**Exercise instructions**
(a) Rewrite the budget report starting with "Independent economist Chris" and going on through "a third surplus.", changing "iron ore" to "copper".
(b) Answer these questions from the budget report:
(i) What surplus does the report give for this financial year?
(ii) How large is the revenue upgrade over the next four years?
(iii) What underlying cash deficit is now expected for 2024-25?

**Reading passage**
::::
Labor lays foundations for decade of deficits
Labor’s third budget has revealed $14.4bn in budget blowouts over the four years to 2026-27 as the Albanese government spends big on extra cost of living support.
Labor’s third budget has revealed $14.4bn in budget blowouts over the four years to 2026-27 as the Albanese government spends big on extra cost-of-living support from July and outlines major commitments as part of is Future Made in Australia policy.
The worsening fiscal outlook comes despite news of a $9.3bn surplus in this financial year – against an estimated $1.1bn deficit in December’s mid-year budget update – marking a second straight year in the black and a major political milestone for a government a year out, at most, from an election.
The rising deficits come despite a $26bn revenue upgrade over the next four years, with spending increases to more than offset the tax gains due to an improved outlook for wages and company profits.
Independent economist Chris Richardson said that even accounting for Treasury’s overly conservative forecasts around the outlook for key commodities, such as iron ore and coal, the additional $9.5bn in net new spending next financial year had made it “pretty hard” for Labor to land a third surplus.
“The bigger picture here is that this is as good as it gets for the budget. From here things get harder, because the revenue windfalls do ease back and we are juggling pretty rapid trajectories in defence and NDIS,” he said.
Despite the Treasury spruiking fiscal restraint over the past two year, Mr Richardson said “the bottom line is that our bottom line should be better right now”.
“The backdrop for the budget has never been this beautiful, and yet all we are managing is a return to deficits,” he said.
As the budget papers revealed Labor had saved 82 per cent of the windfall revenue gains since the May 2022 election – and 96 per cent in 2023-24 – Jim Chalmers told parliament on Tuesday evening that “pressures on the budget intensify after that, rather than ease”. After the first back-to-back surplus in nearly two decades, the budget flips from black to red from next year, with the underlying cash balance was now expected to deteriorate sharply to a $28.3bn deficit in 2024-25, or more than $10bn worse than projected six months earlier.
::::
**Record extracts**

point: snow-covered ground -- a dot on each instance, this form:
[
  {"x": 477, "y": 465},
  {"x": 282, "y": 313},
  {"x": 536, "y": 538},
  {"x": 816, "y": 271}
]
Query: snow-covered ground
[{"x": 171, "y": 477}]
::::
**Responses by item number**
(a)
Independent economist Chris Richardson said that even accounting for Treasury’s overly conservative forecasts around the outlook for key commodities, such as copper and coal, the additional $9.5bn in net new spending next financial year had made it “pretty hard” for Labor to land a third surplus.

(b)
(i) $9.3bn
(ii) $26bn
(iii) $28.3bn